The word "snow" occurs in some of the lines below; copy each of those lines.

Image-grounded pointing data:
========================
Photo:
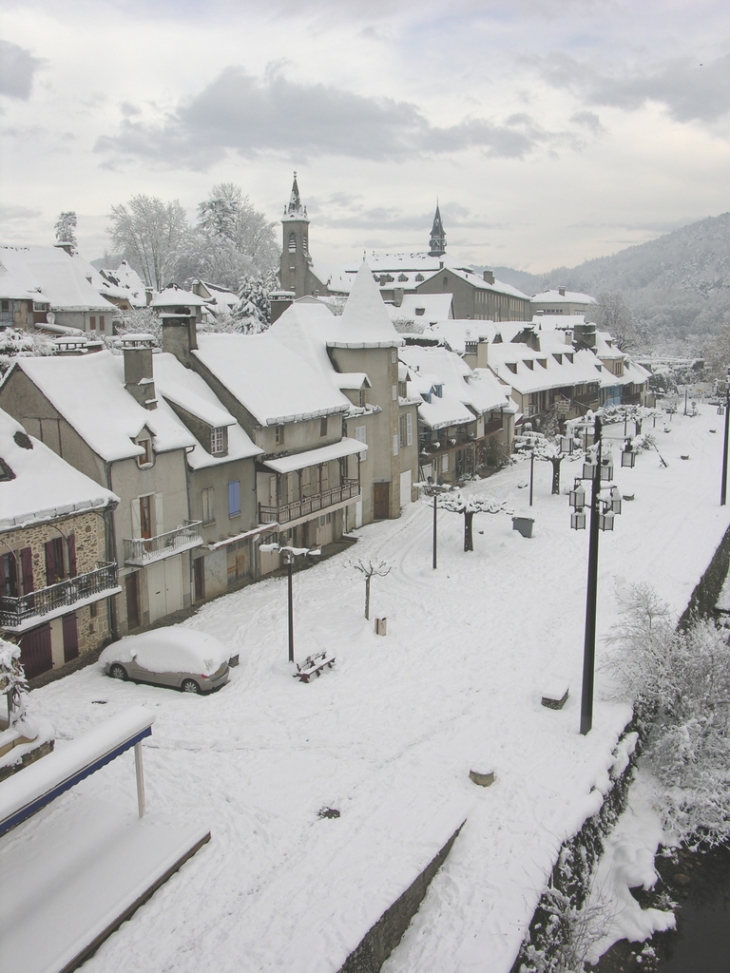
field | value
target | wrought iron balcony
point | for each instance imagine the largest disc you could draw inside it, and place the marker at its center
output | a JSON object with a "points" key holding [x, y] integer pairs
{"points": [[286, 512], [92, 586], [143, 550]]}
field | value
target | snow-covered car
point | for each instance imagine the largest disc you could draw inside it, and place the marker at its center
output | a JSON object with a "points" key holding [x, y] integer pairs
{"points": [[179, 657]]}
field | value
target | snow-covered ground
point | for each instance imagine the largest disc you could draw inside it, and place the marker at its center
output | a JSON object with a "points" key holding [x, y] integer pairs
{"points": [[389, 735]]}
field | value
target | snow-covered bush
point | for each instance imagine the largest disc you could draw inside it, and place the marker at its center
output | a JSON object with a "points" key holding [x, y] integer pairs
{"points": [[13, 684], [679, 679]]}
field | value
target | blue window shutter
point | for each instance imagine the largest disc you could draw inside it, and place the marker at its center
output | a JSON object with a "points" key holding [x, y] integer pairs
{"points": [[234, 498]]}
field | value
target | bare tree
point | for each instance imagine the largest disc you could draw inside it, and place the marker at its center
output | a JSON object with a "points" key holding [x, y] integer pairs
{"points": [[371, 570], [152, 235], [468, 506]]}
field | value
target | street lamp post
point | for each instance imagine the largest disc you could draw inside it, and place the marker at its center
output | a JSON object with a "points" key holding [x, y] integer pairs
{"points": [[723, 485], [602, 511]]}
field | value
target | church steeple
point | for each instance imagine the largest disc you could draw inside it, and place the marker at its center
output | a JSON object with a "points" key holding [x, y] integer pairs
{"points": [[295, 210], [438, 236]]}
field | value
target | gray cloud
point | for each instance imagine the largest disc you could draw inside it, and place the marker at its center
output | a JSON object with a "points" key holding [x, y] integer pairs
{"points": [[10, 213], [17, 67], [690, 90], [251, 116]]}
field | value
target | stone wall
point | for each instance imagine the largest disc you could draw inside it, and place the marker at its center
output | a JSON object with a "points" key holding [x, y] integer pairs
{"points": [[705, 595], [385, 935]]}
========================
Exercise response:
target | snow-covered car
target | snow-covered ground
target | snow-covered bush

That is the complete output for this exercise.